STATED GOAL →
Please quote the LePan passage word for word between "In the lecture" and "in nuclear explosions.", inclusive.

In the lecture that I referred to, I tried to relate this movement of student unrest in Canada to the great failure of respect for power that had occurred throughout most of the Western world. And I suggested that that eclipse of respect for power was to be associated, first of all, with the rapidity of change and with a number of things that that had brought in its wake, and also with the way that power had been debased by the way it had been used in nuclear explosions.
I came to a few conclusions about it in its manifestations in Canada and in the University of Toronto that perhaps I might disclose. I had the feeling that the leaders of the student protest movement could be divided roughly into two categories, and I confess I had more sympathy with one category than with the other. The two categories I'm thinking of were those who are making their first bid for political power and who would end up in powerful positions as leaders of political parties or of trade unions or of businesses. They were riding this wave for their own purpose and for their own advantage. I don't mean to say that they were altogether insincere. Far from that, but as I ultimately analyzed what they were after, it was for positions of later and continuing power. In the other category, I would put those who, in my opinion, were rather more deeply sincere, many of whom were to end up virtually in the gutter. And for them, my sympathy goes out now and went out then in a much more real way. (1982)[2]
Education
Born in Toronto, Ontario, LePan was educated at the University of Toronto, at Harvard, and at Merton College, Oxford.[3]
Career
He taught English literature at the University of Toronto and Harvard between 1937 and 1941.

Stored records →
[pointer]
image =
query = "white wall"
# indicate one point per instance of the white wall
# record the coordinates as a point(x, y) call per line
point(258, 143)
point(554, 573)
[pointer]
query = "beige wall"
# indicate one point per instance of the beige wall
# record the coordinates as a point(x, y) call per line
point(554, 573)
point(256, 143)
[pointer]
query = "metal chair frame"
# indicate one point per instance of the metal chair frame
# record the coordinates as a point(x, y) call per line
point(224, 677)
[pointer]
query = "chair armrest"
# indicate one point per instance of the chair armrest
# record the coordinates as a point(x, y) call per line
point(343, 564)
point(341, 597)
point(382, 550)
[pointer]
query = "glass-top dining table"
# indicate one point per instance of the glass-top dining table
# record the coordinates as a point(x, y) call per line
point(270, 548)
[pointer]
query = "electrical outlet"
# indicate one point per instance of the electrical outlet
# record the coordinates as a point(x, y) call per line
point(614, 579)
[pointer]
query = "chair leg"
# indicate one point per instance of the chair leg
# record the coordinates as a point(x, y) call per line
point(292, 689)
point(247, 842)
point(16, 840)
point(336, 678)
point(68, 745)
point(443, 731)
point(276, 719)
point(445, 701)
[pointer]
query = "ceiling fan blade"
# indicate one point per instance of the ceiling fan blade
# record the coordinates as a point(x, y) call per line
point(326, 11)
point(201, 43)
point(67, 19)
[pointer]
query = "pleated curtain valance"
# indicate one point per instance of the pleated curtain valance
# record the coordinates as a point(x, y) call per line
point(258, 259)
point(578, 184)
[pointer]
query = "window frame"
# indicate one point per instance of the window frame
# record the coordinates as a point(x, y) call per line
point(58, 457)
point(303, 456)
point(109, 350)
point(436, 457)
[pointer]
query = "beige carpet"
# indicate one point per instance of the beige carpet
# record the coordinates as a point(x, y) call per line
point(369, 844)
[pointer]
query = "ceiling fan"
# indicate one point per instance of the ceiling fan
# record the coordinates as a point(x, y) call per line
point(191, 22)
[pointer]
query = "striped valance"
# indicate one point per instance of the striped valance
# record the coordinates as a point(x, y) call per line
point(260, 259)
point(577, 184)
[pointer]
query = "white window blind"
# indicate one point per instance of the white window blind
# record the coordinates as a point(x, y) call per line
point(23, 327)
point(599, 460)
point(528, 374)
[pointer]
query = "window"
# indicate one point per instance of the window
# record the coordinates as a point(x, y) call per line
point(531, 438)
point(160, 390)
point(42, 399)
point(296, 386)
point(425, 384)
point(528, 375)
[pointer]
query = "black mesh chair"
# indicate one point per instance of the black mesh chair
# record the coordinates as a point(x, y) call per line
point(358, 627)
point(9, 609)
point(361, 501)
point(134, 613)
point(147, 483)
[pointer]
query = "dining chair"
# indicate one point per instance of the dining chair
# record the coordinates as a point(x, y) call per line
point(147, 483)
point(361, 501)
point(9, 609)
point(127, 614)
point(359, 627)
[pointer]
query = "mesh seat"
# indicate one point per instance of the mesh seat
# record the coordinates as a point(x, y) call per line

RESULT BELOW →
In the lecture that I referred to, I tried to relate this movement of student unrest in Canada to the great failure of respect for power that had occurred throughout most of the Western world. And I suggested that that eclipse of respect for power was to be associated, first of all, with the rapidity of change and with a number of things that that had brought in its wake, and also with the way that power had been debased by the way it had been used in nuclear explosions.